Excerpt ▸
Rangel Ravelo (born April 24, 1992) is a Cuban professional baseball first baseman and outfielder in the San Diego Padres organization. He has played in Major League Baseball (MLB) for the St. Louis Cardinals and in Nippon Professional Baseball (NPB) for the Orix Buffaloes.

Career

Chicago White Sox
Ravelo was drafted by the Chicago White Sox in the sixth round of the 2010 Major League Baseball draft out of Hialeah High School in Hialeah, Florida. He signed with the White Sox and made his professional debut with the Bristol White Sox. In 2011, he played for Bristol and Kannapolis Intimidators and also spent 2012 with Kannapolis. He returned to Kannapolis to start 2013 and was promoted to the Winston-Salem Dash early in the season. Ravelo played 2014 with the Double-A Birmingham Barons. During the season, he had a 26-game hitting streak. After the season, he was named the Barons Player of the Year after hitting .309 with a .859 on-base plus slugging (OPS) and 11 home runs.

Exercises ▸
1: According to the Ravelo biography, which team drafted him in the sixth round of the 2010 Major League Baseball draft?
2: Rename "Orix Buffaloes" to "Hanshin Tigers" while repeating the Ravelo biography, starting with "Rangel Ravelo (born" and going on through "the Orix Buffaloes.".
Answer using only the Ravelo biography.

Material ▸
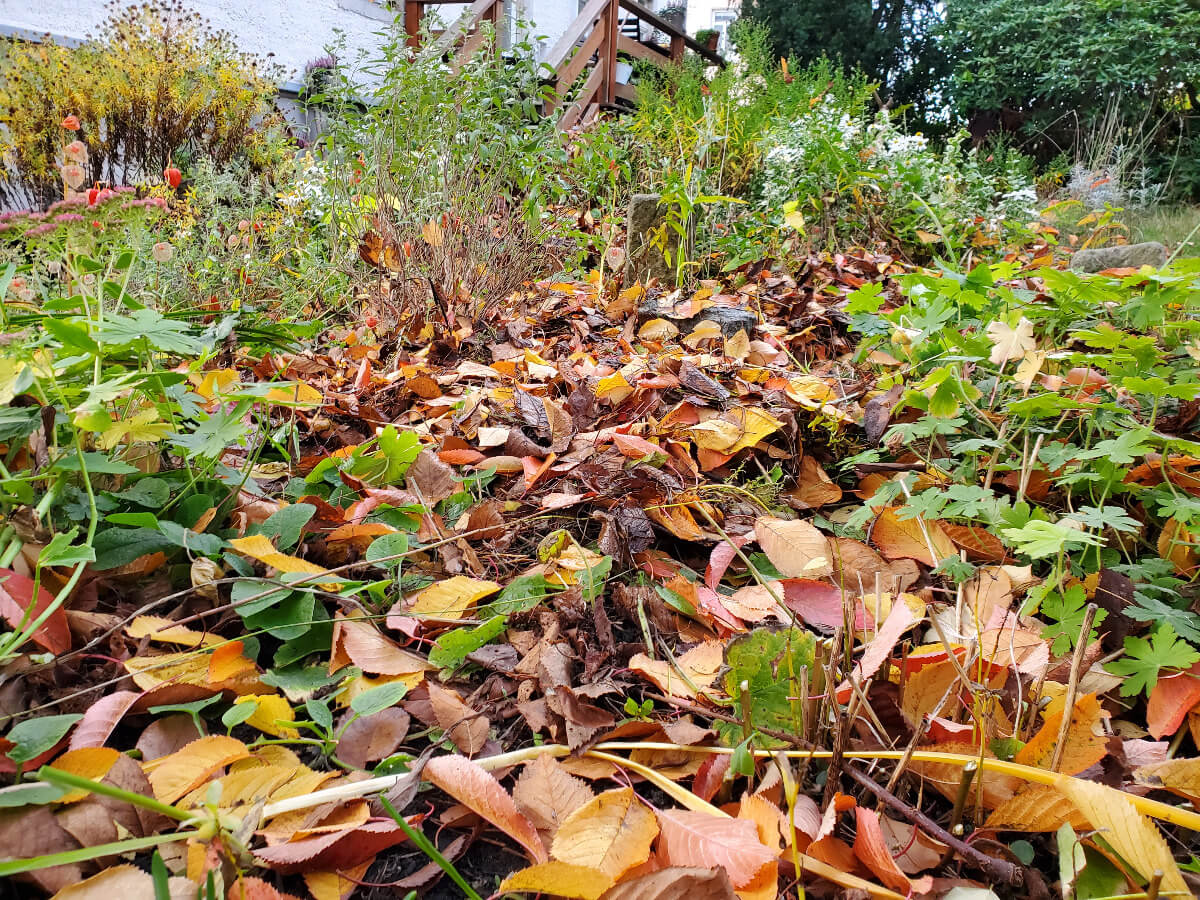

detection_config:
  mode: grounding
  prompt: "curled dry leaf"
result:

Exercise responses ▸
1: The Chicago White Sox.

2:
Rangel Ravelo (born April 24, 1992) is a Cuban professional baseball first baseman and outfielder in the San Diego Padres organization. He has played in Major League Baseball (MLB) for the St. Louis Cardinals and in Nippon Professional Baseball (NPB) for the Hanshin Tigers.